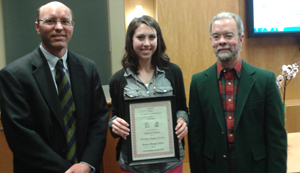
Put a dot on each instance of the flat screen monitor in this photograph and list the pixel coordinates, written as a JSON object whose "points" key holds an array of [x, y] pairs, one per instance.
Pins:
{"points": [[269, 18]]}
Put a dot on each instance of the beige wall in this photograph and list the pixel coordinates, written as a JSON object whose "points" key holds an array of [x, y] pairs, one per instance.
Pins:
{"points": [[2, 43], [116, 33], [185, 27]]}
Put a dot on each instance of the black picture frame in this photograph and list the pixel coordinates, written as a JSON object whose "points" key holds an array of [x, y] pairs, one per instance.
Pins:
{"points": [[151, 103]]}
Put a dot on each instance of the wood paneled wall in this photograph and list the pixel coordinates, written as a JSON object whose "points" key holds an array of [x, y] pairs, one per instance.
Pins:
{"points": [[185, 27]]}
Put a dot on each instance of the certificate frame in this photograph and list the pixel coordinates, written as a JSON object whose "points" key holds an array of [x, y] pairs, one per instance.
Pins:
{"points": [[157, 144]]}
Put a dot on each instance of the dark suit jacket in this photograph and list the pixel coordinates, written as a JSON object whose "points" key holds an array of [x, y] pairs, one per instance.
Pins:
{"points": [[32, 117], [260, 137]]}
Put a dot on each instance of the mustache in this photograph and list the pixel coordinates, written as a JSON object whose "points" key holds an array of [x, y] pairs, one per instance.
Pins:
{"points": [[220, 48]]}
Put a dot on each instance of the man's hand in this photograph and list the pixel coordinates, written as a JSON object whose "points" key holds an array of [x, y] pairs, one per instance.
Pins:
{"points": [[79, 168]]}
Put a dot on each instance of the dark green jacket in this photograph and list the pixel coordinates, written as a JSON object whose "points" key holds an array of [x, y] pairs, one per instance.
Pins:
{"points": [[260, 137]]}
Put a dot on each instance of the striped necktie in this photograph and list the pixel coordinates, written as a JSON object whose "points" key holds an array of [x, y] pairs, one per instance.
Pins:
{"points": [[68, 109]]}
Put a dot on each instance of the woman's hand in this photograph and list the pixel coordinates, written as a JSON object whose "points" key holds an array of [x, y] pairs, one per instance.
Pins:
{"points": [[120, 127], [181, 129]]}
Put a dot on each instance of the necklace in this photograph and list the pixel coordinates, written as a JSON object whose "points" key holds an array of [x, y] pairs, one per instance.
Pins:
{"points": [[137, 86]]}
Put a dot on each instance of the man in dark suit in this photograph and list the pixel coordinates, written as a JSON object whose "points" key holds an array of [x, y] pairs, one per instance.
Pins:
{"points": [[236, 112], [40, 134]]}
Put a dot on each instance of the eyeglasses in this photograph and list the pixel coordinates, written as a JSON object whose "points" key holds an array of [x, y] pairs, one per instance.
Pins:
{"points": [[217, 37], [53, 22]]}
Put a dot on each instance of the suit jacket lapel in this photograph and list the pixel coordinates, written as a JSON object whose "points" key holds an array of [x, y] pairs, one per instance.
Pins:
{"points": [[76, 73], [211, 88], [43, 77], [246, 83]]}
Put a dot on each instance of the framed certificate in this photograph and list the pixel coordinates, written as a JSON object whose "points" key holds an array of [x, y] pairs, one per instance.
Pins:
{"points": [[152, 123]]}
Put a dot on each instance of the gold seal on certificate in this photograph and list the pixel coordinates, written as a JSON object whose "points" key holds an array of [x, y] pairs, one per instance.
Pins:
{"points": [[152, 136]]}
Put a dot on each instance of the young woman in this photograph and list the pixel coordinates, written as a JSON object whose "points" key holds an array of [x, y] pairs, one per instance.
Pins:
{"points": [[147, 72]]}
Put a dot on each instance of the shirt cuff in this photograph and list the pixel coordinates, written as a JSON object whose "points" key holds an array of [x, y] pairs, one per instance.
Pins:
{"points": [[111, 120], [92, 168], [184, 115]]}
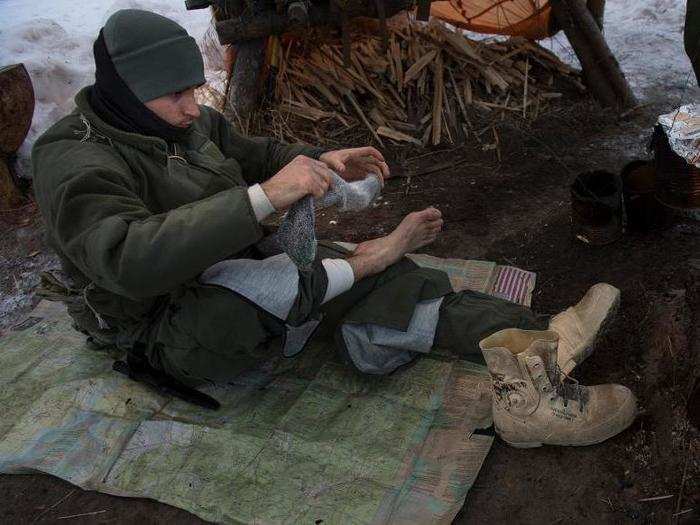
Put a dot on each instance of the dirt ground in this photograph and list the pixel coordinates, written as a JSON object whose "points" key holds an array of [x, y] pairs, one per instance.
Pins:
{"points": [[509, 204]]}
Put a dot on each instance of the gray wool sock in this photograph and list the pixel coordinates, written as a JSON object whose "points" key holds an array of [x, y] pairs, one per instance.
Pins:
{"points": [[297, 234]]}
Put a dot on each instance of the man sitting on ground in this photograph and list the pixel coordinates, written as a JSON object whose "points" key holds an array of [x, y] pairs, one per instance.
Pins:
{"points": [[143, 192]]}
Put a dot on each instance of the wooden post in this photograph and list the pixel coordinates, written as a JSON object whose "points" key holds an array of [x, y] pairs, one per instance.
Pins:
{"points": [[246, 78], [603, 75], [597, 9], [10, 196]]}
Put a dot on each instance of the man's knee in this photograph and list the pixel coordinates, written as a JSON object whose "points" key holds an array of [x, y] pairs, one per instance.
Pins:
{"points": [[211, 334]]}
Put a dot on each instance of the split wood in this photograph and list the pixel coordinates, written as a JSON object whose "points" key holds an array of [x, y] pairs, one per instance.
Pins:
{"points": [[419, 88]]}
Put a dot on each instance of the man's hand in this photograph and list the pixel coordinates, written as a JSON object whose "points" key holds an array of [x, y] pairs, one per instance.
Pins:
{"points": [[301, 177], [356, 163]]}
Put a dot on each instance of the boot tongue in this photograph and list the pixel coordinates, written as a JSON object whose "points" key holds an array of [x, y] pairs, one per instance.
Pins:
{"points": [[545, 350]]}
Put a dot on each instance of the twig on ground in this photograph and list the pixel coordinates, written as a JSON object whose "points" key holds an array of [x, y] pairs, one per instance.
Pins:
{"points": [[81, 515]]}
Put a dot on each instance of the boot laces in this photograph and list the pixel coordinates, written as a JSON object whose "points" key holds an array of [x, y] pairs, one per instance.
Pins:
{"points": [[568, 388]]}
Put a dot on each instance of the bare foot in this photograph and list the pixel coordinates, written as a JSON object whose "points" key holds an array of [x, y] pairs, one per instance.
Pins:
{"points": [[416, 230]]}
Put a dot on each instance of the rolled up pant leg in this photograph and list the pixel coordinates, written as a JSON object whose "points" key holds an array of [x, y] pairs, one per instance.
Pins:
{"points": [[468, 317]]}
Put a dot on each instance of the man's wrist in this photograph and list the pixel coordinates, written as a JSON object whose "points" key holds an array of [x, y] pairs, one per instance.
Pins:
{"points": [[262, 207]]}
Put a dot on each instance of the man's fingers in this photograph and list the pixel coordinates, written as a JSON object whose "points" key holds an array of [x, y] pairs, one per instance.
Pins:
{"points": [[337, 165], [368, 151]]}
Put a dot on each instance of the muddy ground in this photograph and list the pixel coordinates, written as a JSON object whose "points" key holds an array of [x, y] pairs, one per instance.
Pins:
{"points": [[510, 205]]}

□ □ □

» Exercise
Extract every line of the data exactly; pictures stay out.

» Complete output
Put a dot on each instance of the flat screen monitor in this photograph and list the pixel coordinates, written as a JSON object whose "points" key holds an array of [x, y] pairs, one per instance.
Pins:
{"points": [[269, 18]]}
Put a dot on each instance of the beige wall in this photograph and list the pixel coordinates, written as a JSON object whose "points" key holds an array of [x, y] pairs, one per instance.
Pins:
{"points": [[2, 43], [116, 33], [185, 27]]}
Put a dot on each instance of the black picture frame in this photograph and list the pixel coordinates, written as a JSON object whose "points" key holds an array of [x, y] pairs, one per instance.
Pins:
{"points": [[151, 103]]}
Put a dot on each instance of the wood paneled wall in this photograph and list the pixel coordinates, written as a JSON object whose "points" key holds an array of [x, y] pairs, one per instance.
Pins:
{"points": [[185, 27]]}
Put a dot on each instance of the certificate frame in this photograph and list the pixel coordinates, written as a JSON object whose "points" key holds an array of [x, y] pairs, one per instance.
Pins:
{"points": [[157, 144]]}
Put a dot on each instance of the dark suit jacket in this photograph and list the pixel coordinates, written as a JSON object whose "points" key holds an array of [x, y] pairs, one per instance.
Pins:
{"points": [[32, 117], [260, 137]]}
Put a dot on each instance of the mustache in this photograph and list the pixel coordinates, written as a JSON object whose "points" key holds an array of [x, y] pairs, one per instance.
Pins:
{"points": [[220, 48]]}
Put a dot on each instance of the man's hand in this photograph and list the pixel coordinates, written as a JSON object whose "points" key holds an array of [x, y] pairs, one per instance.
Pins:
{"points": [[79, 168]]}
Put a dot on each instance of the dark green jacket in this photograph and list the pixel coordinates, written as a JSON object whose "points" key holds an array of [x, y] pairs, one per instance.
Pins:
{"points": [[260, 137]]}
Put a dot on each instance of the striped necktie in this photograph and list the pixel coordinates, written as a JSON object whose "points" key holds an array of [x, y] pairs, one per instance.
Pins:
{"points": [[68, 109]]}
Put a dot on each instance of the woman's hand in this photograph and list the pixel coordinates, written as a JSON object whose "points" key holds an array of [x, y] pairs, one per instance.
Pins:
{"points": [[120, 127], [181, 129]]}
Put a dot on each instance of the necklace in this photograph and list the pixel coordinates, written as a JSON object whose "points" key holds an array of [x, y] pairs, one per instance.
Pins:
{"points": [[137, 86]]}
Put a dot on each instance of the man in dark suit in this photograph and list the pixel coordinates, written as a JSON object whose "points" key holds an array of [x, y] pairs, one per instance.
Pins:
{"points": [[236, 112], [40, 134]]}
Put a dot on each instance of the eyeglasses in this photograph and list the pixel coordinates, written as a JSON object whose "points" key holds an array of [x, y] pairs, one per instance.
Pins:
{"points": [[217, 37], [53, 22]]}
Put a dot on each instance of the suit jacket lapel in this photograph and list the pixel coordinates, written as a JSON object whose "points" key holds an array of [x, y] pairs, one per instance.
Pins:
{"points": [[76, 73], [211, 88], [43, 77], [246, 83]]}
Put a dot on each instance of the framed certificate in this photograph and list the pixel coordinates, written as a JSON object whose "points" key holds an array of [x, y] pairs, one per instance.
Pins:
{"points": [[152, 123]]}
Put a dot on each instance of the gold seal on certificate in this photograph and list the pixel coordinates, written as a JSON object whose "points" key holds an array of [x, y] pairs, one per instance.
Pins:
{"points": [[152, 136]]}
Put a dot on each instance of the young woman in this photograph and list the pixel coordinates, written as a JSON object whose "points" key holds an array of [x, y] pairs, one per instance.
Pins:
{"points": [[147, 72]]}
Put a dot on each instance of the shirt cuff in this photograph and list the pixel coordinates, written as a JSON object whose "points" key holds an array of [x, y] pairs, one per instance.
Pins:
{"points": [[111, 120], [92, 168], [184, 115]]}
Put a dot on each instance of the dirt ground in this photograph and list the pixel coordinates, written as a JSON object whose "points" key holds an array of [x, y] pairs, one per instance.
Pins:
{"points": [[509, 204]]}
Put a dot on each instance of the gray wool sock in this photograph and list the pixel coordinates, written as a JSON object whose "points" key holds an array of [x, y] pairs, one per instance.
Pins:
{"points": [[297, 234]]}
Put a dot on each instance of the man sitting on ground in this photograph and list the pixel coordinates, written as a JSON object whose "points" key holds an array of [x, y] pairs, one per instance.
Pins:
{"points": [[143, 192]]}
Put a dot on each instance of the wooden post in this photograph and list the pixel coordinates, written as a JSON object whose "points" key holds an array of [x, y] pairs, one per instance.
Pins:
{"points": [[246, 78], [603, 75], [597, 9], [10, 196]]}
Put a dot on each instance of the man's knee in this photograph and list the pixel coordinates, written as a JSON object whose "points" key holds an array of [x, y] pairs, one per instance.
Pins:
{"points": [[211, 334]]}
Put a dot on each instance of the split wood in this photograph and list the pixel coordinates, written as a JSON object whose "points" key holds an array of [x, y] pairs, one per instance.
Pins:
{"points": [[419, 88]]}
Put a dot on each instance of the man's hand in this photograph and list the pixel coordinates, written as a JSON object whose "points" key holds an array of [x, y] pairs, one per instance.
Pins:
{"points": [[301, 177], [356, 163]]}
Put a dot on each instance of the boot tongue in this photograph and list the pixel coordinates, written as a JSON object whose "points" key holds an array of [x, y] pairs, one per instance.
Pins:
{"points": [[545, 350]]}
Put a dot on each instance of the twig on ground in this photograph and list the pixel coordinates, written as a JSON object whose "points" key holds an array of [x, y] pairs, one per instance.
Pins:
{"points": [[81, 515]]}
Put a dot on each instance of the boot laces in this photograph and list the pixel coordinates, written as a JSON object whose "points" key holds an array of [x, y] pairs, one per instance.
Pins:
{"points": [[568, 388]]}
Put a dot on each instance of the bare foot in this photograph and list the pixel coordinates, written as a JSON object whose "points" key holds an array of [x, y] pairs, one per instance.
Pins:
{"points": [[416, 230]]}
Put a dot on each instance of the rolled up pant leg in this photograph and list the pixel coordinates, written as a JSON object whose "points" key holds an array of [x, y] pairs, one per instance.
Pins:
{"points": [[468, 317]]}
Put a dot on each instance of the man's wrist in this photograph and list the pixel coordinates, written as a JSON object whose "points" key holds an array of [x, y] pairs, one per instance.
Pins:
{"points": [[262, 207]]}
Put a dot on each instance of the man's fingers in this photograph and list the pixel coordinates, written as a JSON object whose "points" key holds an array of [x, y] pairs, one per instance.
Pins:
{"points": [[337, 165], [368, 151]]}
Put a dot on each instance of the muddy ground in this photograph and list the pixel coordinates, written as a JSON object whose "points" key holds an array of [x, y] pairs, one per instance.
Pins:
{"points": [[510, 205]]}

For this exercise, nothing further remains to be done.